• What you need to do
The whole listing is to be printed again exactly.

• The records

■ ■ ■ ■ ■ ■ ■

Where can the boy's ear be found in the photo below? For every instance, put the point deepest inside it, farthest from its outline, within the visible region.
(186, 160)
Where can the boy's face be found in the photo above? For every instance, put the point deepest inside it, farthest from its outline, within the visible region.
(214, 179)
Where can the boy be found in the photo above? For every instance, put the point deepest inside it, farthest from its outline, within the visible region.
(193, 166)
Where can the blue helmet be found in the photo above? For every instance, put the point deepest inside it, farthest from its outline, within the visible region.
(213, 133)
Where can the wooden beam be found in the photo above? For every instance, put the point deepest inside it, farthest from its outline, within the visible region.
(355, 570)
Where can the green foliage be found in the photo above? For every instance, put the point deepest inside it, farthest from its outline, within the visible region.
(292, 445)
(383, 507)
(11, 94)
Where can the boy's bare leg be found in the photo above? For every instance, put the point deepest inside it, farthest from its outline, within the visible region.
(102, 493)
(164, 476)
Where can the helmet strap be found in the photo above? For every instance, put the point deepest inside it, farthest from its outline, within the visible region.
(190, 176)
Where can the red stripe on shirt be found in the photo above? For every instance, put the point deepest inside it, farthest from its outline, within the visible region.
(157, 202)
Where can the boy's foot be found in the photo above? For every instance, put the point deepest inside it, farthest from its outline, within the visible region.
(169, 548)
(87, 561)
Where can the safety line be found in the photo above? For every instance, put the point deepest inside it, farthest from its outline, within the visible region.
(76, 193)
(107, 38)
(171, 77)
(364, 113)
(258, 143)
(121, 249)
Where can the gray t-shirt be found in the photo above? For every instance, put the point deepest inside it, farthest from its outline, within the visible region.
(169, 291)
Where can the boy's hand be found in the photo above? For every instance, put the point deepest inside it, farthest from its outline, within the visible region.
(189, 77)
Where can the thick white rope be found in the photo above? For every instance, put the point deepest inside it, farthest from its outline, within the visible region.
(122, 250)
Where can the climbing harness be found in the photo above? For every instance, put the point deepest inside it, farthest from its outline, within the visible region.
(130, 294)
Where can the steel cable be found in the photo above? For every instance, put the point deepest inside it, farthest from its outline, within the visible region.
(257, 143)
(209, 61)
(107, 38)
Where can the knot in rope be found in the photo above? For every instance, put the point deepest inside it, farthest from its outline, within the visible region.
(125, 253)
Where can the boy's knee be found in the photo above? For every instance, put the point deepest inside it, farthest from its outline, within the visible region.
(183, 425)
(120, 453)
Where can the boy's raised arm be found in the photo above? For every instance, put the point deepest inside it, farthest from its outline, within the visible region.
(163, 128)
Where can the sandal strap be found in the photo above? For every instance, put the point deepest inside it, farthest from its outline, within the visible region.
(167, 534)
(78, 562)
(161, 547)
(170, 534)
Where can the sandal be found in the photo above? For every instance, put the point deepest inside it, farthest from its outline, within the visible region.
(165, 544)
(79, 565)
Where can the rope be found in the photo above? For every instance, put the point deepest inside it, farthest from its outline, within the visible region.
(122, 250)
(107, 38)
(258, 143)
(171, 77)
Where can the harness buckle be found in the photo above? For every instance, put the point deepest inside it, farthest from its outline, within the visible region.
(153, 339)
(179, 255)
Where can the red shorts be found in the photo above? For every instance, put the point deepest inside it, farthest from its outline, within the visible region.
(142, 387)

■ ■ ■ ■ ■ ■ ■

• Response below
Where can the boy's ear be found in the photo below? For every instance, put the point deepest inside it, farthest from its outline, within the visible region.
(186, 160)
Where can the boy's face be found in the photo above? For every instance, put the point deepest inside it, farthest from its outline, within the visible region.
(214, 179)
Where can the boy be found in the photo above? For every instance, put the point deepest inside it, farthest from its outline, within the visible region.
(193, 166)
Where can the blue helmet be found in the photo above? For every instance, put the point deepest inside it, farthest from its outline, within the visible region.
(213, 133)
Where can the wooden beam be found in the photo above? For every instance, put the point deepest inside it, farthest from its outline, within the visible region.
(355, 570)
Where can the green foliage be found in the photo above? For every instance, put the point deepest inside it, farthest from its outline, within the visible region.
(292, 445)
(383, 507)
(11, 94)
Where can the boy's bare leg be found in the photo above? For every instance, put the point deepest inside it, farthest from its outline, within the visible region.
(102, 493)
(164, 476)
Where can the helmet strap be found in the photo above? For every instance, put the point deepest inside it, farthest from its outline, within the visible region.
(190, 176)
Where can the red stripe on shirt be found in the photo above? For every instance, put the point deepest inside it, farthest from its outline, within the visible region.
(157, 202)
Where can the boy's foot be found in the photo above? For every instance, put the point deepest inside it, farthest from its outline, within the visible region.
(169, 548)
(87, 561)
Where can the safety line be found in the photo above? For every instance, put the point deepest inside it, farthest from its outline, within the visible region.
(76, 193)
(107, 38)
(171, 77)
(364, 113)
(258, 143)
(121, 249)
Where can the gray t-shirt be found in the photo above? For every instance, put the point deepest inside it, farthest from its outline, within the visible region.
(169, 291)
Where can the boy's hand be found in the photo above? For every instance, put the point deepest inside it, farthest from its outline, within the visible region.
(189, 77)
Where can the thick white rope be found in the photo above? For every instance, put the point deepest inside it, farthest from its outline, within the visible region.
(122, 250)
Where can the climbing harness be found in the photo above? For every instance, put the point deepest inside it, farthest from its outline, within the visible region.
(130, 294)
Where can the steel cable be found in the photo above? For every instance, put the point deepest inside it, farthest from its outline, within the visible region.
(257, 143)
(209, 61)
(107, 38)
Where can the knot in rope be found in the photo above? For every instance, put the point deepest inside it, farthest from its outline, within the visible region.
(125, 253)
Where can the boy's knee be found in the photo above? For every instance, put the point deepest inside it, farthest from its outline, within the visible region.
(183, 425)
(120, 453)
Where can the boy's raised arm be found in the photo above? For every instance, put the point deepest inside it, farthest from its outline, within the visible region.
(163, 128)
Where can the sandal strap be found in the photo above? For every instance, put the point deepest inside it, farthest from its outline, within the visible region.
(167, 534)
(78, 562)
(161, 547)
(170, 534)
Where can the sandal be found in the photo above? For every instance, put the point deepest inside it, farthest from its outline, within the visible region.
(165, 544)
(79, 565)
Where can the rope be found in the photo above? For every instance, put the point deepest inside it, farthest from its outline, within the visible region.
(122, 250)
(107, 38)
(258, 143)
(171, 77)
Where can the harness buckle be found in the photo above? For every instance, put the point deepest inside it, farthest from its outline, within the visible region.
(153, 339)
(179, 255)
Where can the red shorts be found in the photo above? For every instance, put the point deepest inside it, farthest from its outline, within the visible region.
(142, 387)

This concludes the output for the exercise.